* [ИСХОДНЫЙ ОТРЫВОК]
_ _ _ _ _ _ _

В это время из соседнего со столовой кабинета, дверь которого была открыта, вышел Лев Николаевич. Очевидно, он слышал спор. Я сразу замолк и был смущен, так как я принял вызов, думая, что Льва Николаевича нет дома. Весь двухнедельный обет молчания был сразу мной нарушен, и притом в самой непозволительной резкой форме.

Лев Николаевич сразу же обрушился на меня. Содержания его слов я точно не могу восстановить, припоминаю только, что он приравнял меня к сторонникам смертной казни, хотя я таковым не был. Это больно задело меня, я не удержался и еще что-то возразил, уж только в свою защиту. Лев Николаевич взволновался еще больше и стал меня бичевать. А.Б. Гольденвейзер верно передает содержание его слов, только это было не короткое замечание и только полемическое, а распространенное наставление.

_ _ _ _ _ _ _

* [ФРАГМЕНТ НАБОРА ДАННЫХ]

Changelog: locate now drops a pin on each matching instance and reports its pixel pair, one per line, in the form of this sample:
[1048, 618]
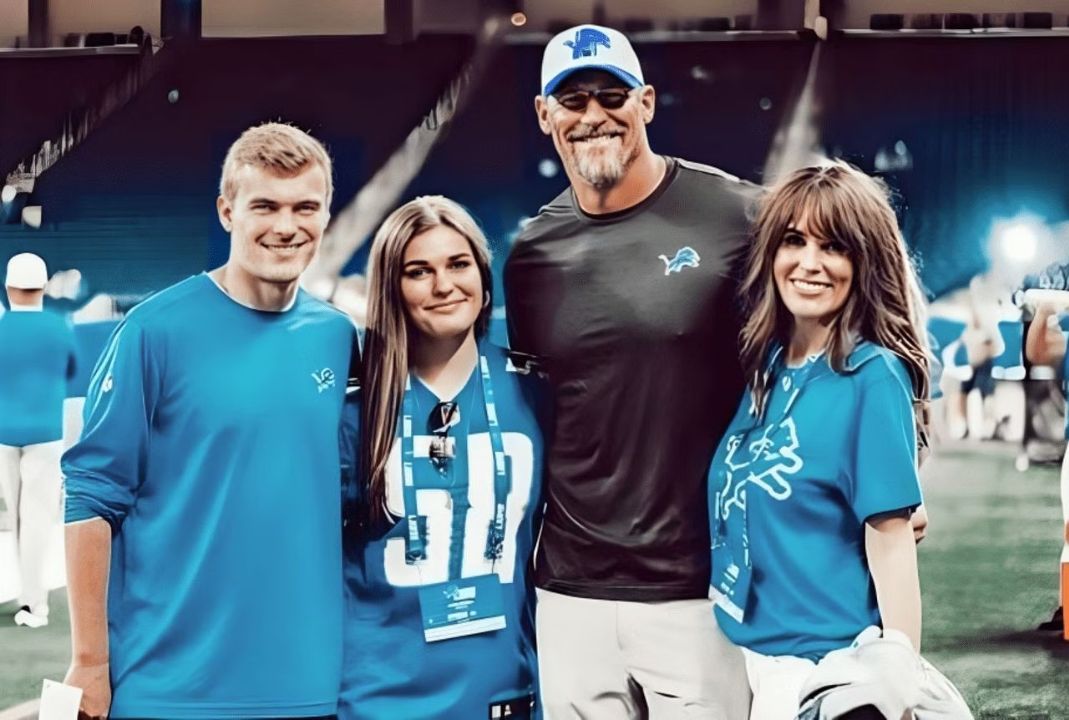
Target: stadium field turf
[989, 574]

_ _ _ _ _ _ _

* [ЗАДАНИЯ]
1. Найдите в исходном отрывке все случаи употребления слова «сразу», включая сочетание «сразу же», и выпишите фрагменты предложений, в которых оно встречается.
2. Согласуются ли с исходным отрывком следующие утверждения? Для каждого ответьте «да» или «нет» и процитируйте решающие слова текста.
(a) Рассказчик принял вызов, полагая, что Льва Николаевича нет дома.
(b) Рассказчик был сторонником смертной казни.
(c) По словам рассказчика, Лев Николаевич ограничился коротким замечанием.

* [ОТВЕТЫ]
1.
1. «Я сразу замолк»
2. «Весь двухнедельный обет молчания был сразу мной нарушен»
3. «Лев Николаевич сразу же обрушился на меня»

2.
(a) Да: «я принял вызов, думая, что Льва Николаевича нет дома».
(b) Нет: «хотя я таковым не был».
(c) Нет: «это было не короткое замечание и только полемическое, а распространенное наставление».